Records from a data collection
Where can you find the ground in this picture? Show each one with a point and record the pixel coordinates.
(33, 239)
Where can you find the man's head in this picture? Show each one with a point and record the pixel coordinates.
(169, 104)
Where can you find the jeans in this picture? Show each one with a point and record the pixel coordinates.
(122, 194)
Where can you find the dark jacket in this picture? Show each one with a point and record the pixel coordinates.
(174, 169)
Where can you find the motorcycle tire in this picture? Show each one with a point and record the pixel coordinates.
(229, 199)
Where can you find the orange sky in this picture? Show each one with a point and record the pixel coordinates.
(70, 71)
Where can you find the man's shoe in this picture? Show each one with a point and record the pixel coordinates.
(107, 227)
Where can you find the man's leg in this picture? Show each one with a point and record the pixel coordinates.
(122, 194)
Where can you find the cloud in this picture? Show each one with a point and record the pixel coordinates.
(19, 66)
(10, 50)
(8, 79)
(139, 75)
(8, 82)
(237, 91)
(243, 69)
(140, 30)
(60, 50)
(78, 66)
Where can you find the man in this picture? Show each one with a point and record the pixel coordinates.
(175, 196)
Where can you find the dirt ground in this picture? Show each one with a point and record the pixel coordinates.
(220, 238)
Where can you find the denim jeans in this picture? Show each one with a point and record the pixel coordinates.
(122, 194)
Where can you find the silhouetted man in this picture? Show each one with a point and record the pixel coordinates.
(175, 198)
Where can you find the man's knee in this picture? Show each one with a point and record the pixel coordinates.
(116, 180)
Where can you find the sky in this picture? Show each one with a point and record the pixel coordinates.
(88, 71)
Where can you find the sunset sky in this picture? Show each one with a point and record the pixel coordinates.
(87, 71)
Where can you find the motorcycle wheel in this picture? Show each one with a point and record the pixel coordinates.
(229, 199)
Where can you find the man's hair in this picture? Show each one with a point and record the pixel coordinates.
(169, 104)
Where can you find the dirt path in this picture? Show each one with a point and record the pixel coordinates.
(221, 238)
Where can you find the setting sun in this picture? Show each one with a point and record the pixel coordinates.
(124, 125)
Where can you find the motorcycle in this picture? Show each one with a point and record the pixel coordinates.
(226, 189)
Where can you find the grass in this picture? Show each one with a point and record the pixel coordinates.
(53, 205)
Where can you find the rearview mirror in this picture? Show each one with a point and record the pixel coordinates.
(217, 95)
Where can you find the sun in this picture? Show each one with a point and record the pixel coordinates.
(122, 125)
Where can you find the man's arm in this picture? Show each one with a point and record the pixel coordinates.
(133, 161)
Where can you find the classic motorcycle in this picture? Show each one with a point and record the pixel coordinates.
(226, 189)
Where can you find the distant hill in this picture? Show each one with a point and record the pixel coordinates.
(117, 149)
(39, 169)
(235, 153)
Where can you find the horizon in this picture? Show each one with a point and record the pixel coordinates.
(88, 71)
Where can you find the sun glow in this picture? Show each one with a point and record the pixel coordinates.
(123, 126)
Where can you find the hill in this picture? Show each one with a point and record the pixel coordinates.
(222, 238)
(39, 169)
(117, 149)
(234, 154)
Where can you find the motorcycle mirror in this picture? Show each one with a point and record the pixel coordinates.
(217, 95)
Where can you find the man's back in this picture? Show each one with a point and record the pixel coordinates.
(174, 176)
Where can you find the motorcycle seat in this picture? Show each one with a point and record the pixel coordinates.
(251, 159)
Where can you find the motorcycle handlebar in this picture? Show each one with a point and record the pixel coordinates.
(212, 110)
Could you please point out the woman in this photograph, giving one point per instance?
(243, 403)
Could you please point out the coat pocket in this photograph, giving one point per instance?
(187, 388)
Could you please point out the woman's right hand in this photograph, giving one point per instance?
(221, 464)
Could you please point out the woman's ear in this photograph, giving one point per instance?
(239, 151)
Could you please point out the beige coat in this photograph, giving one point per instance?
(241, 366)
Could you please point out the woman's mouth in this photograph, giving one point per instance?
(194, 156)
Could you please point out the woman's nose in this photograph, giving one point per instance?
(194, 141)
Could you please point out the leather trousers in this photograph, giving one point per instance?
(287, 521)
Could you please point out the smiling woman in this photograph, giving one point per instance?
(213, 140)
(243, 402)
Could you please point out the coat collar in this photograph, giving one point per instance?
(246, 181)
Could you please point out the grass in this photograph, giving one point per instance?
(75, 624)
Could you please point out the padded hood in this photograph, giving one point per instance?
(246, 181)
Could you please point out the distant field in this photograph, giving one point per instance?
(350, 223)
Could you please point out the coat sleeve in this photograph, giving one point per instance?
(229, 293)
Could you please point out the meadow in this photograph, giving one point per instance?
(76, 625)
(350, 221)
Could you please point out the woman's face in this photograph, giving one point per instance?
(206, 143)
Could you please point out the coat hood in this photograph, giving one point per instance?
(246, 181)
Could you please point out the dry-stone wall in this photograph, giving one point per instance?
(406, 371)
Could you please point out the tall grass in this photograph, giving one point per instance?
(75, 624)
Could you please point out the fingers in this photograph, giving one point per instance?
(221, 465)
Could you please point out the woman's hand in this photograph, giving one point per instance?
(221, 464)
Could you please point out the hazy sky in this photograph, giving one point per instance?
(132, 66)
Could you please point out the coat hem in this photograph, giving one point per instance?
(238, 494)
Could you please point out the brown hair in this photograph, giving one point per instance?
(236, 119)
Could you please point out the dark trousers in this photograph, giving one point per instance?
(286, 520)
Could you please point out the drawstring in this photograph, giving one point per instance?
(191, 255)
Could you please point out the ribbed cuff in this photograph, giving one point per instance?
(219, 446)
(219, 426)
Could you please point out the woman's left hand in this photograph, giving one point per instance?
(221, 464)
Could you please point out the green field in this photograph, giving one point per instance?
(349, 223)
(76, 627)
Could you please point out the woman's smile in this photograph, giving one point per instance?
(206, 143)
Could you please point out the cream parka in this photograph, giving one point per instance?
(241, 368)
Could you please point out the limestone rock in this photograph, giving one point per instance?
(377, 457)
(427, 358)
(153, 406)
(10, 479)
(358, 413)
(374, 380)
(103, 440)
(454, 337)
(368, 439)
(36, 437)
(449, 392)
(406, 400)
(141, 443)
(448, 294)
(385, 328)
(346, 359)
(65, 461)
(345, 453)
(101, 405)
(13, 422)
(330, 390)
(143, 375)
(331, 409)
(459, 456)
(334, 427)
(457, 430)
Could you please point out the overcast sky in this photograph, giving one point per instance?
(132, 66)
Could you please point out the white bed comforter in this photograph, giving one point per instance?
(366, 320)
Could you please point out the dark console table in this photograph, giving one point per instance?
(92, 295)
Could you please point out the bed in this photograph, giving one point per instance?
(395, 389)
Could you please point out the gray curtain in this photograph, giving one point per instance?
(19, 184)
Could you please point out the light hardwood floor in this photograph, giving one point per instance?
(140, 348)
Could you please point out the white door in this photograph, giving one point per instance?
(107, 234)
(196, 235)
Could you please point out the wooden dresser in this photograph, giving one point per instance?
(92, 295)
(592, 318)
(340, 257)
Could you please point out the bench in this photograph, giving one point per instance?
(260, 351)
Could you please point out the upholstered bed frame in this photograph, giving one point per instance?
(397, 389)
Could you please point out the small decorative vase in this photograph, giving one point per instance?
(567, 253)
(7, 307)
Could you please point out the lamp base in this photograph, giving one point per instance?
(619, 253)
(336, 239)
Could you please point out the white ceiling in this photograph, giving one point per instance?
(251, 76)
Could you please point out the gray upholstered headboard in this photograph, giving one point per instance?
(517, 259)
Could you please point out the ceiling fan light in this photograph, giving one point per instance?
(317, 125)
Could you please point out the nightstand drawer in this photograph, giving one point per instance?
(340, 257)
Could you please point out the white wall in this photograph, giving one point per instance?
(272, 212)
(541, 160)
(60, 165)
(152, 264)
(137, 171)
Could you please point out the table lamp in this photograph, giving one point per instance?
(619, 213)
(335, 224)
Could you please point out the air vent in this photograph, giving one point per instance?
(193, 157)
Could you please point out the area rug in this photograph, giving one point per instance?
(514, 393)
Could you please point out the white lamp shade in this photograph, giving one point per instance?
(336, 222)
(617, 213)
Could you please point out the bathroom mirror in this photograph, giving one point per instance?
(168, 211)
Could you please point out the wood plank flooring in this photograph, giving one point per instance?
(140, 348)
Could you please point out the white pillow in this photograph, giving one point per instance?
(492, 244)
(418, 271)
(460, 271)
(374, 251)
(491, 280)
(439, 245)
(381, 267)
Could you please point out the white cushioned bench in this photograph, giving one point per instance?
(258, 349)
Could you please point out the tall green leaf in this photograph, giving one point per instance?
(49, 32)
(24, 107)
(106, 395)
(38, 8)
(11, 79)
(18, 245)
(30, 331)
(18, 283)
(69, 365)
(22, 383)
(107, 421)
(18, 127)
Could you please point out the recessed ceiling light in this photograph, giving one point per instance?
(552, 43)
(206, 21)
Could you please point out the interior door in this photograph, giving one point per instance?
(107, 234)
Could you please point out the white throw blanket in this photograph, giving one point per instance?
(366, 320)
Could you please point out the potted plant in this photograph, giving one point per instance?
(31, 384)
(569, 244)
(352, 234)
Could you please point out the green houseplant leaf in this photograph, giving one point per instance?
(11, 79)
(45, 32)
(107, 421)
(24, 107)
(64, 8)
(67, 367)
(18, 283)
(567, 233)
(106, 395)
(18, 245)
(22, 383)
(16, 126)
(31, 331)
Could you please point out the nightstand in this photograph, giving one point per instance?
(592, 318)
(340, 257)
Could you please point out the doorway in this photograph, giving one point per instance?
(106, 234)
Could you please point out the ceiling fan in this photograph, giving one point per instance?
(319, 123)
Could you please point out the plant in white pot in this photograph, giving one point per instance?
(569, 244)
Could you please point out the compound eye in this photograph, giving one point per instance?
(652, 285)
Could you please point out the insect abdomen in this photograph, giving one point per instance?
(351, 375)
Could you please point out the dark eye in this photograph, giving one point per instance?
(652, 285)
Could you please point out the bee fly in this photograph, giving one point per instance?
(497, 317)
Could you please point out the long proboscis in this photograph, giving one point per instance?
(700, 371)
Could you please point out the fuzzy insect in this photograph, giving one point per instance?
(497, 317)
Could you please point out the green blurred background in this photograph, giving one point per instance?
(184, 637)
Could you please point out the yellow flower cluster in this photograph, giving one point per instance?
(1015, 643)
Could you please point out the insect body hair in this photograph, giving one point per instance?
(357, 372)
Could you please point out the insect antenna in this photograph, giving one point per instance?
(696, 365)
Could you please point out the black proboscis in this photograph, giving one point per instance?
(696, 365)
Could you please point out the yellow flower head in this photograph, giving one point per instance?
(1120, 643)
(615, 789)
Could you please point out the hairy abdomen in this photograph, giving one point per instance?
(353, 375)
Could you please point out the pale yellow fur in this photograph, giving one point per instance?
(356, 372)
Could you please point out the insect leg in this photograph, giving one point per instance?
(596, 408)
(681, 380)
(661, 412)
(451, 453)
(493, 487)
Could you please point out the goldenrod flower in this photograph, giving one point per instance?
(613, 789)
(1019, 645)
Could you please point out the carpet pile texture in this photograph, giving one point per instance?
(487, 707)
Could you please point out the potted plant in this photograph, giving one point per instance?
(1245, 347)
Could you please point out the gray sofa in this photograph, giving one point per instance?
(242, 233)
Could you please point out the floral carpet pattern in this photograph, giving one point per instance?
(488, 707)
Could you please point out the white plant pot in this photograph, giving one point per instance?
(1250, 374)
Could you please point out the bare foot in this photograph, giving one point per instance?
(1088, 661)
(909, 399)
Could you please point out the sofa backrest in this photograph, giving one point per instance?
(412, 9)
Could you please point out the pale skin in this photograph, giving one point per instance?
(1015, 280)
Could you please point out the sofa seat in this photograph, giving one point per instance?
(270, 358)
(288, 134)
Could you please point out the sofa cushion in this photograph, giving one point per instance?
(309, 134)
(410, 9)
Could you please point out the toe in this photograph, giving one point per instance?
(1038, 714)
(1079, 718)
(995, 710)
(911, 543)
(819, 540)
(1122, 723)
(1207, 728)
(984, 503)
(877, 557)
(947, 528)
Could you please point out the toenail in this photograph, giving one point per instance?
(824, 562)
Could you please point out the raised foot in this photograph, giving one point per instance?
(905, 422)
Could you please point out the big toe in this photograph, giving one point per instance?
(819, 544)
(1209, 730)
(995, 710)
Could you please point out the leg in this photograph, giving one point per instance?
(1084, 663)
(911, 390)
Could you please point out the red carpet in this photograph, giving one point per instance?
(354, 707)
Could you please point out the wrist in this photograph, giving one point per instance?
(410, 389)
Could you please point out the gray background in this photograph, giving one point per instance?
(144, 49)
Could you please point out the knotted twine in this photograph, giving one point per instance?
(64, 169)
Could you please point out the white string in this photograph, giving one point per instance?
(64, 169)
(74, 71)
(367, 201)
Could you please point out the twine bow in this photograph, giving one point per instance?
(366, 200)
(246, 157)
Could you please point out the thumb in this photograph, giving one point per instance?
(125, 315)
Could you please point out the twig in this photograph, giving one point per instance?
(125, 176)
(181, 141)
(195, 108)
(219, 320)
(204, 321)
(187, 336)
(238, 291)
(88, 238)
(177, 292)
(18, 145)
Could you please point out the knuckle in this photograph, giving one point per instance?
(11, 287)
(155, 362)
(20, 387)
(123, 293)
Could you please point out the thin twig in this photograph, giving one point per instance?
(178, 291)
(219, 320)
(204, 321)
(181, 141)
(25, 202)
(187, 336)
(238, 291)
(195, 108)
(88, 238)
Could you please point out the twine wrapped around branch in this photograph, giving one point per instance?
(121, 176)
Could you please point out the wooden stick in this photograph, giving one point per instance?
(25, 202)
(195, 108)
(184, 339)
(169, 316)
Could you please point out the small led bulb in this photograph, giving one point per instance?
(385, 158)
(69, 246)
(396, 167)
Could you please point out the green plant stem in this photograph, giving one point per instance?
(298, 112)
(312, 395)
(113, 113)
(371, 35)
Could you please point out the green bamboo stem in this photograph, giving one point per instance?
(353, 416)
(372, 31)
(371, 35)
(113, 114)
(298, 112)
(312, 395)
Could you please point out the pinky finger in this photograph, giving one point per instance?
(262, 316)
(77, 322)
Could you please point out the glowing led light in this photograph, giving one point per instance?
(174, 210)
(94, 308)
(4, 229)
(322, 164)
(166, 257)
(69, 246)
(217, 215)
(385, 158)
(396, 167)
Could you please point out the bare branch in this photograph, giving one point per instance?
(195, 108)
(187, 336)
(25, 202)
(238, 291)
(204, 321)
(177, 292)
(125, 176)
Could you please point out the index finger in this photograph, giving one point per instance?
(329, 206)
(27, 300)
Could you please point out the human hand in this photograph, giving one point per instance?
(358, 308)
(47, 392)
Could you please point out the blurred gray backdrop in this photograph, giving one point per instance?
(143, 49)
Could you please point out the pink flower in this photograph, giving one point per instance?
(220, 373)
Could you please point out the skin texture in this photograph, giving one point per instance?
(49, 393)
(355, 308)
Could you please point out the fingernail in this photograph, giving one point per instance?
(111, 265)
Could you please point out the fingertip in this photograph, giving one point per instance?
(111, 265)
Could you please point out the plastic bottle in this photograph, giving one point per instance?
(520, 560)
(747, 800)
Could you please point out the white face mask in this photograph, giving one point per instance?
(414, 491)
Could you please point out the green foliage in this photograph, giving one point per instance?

> [ASSIGNED TASK] The span to give again runs from the line with "Could you please point out the blurred" through the last line of the records above; reproduce it exactly and nothing more.

> [EXERCISE ANSWER]
Could you please point out the blurred gray backdrop in this photograph, giving one point per instance?
(143, 49)
Could you please point out the pink flower in this photograph, giving one point per instance?
(220, 373)
Could you please point out the skin texture in this photograph, giving one point per instance?
(49, 393)
(355, 308)
Could you please point out the fingernail in this photograph, giving one point per instance?
(111, 265)
Could you please point out the fingertip in this photograph, giving one point per instance?
(111, 265)
Could you please point out the plastic bottle in this photograph, giving one point per instance?
(520, 560)
(747, 800)
Could you please point out the white face mask in this photograph, giving one point per instance?
(414, 491)
Could you please point out the green foliage in this photograph, giving one point per instance?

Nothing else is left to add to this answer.